--- Begin Selected text ---

Currently, there are 117 temples in Koyasan, of which 52 have Shukubo lodging facilities. Each Shukubo has different characteristics, including Buddhist cuisine, a variety of guest rooms, baths and gardens. When lodging at Shukubo, you will be able to observe the morning duties of the monks, and you can enjoy a relaxed tour of the countless historical temples. You will experience unique aspects of Japanese culture at these precious lodges, where you can also enjoy Buddhist cuisine (a cuisine based on the Buddhist teachings that forbid killing of any kind, and that only uses grains, beans and vegetables without any meat or fish), and you can stay in a traditional Japanese-style room with a futon rolled out on tatami straw mats.

--- End Selected text ---

**Request**:
Print everything in the Koyasan temple lodging text from "Currently, there are" down to "tatami straw mats.", word for word.

--- Begin Provided material ---

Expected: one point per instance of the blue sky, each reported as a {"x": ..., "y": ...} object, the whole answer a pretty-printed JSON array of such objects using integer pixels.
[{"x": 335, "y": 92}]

--- End Provided material ---

**Output for this exercise**:
Currently, there are 117 temples in Koyasan, of which 52 have Shukubo lodging facilities. Each Shukubo has different characteristics, including Buddhist cuisine, a variety of guest rooms, baths and gardens. When lodging at Shukubo, you will be able to observe the morning duties of the monks, and you can enjoy a relaxed tour of the countless historical temples. You will experience unique aspects of Japanese culture at these precious lodges, where you can also enjoy Buddhist cuisine (a cuisine based on the Buddhist teachings that forbid killing of any kind, and that only uses grains, beans and vegetables without any meat or fish), and you can stay in a traditional Japanese-style room with a futon rolled out on tatami straw mats.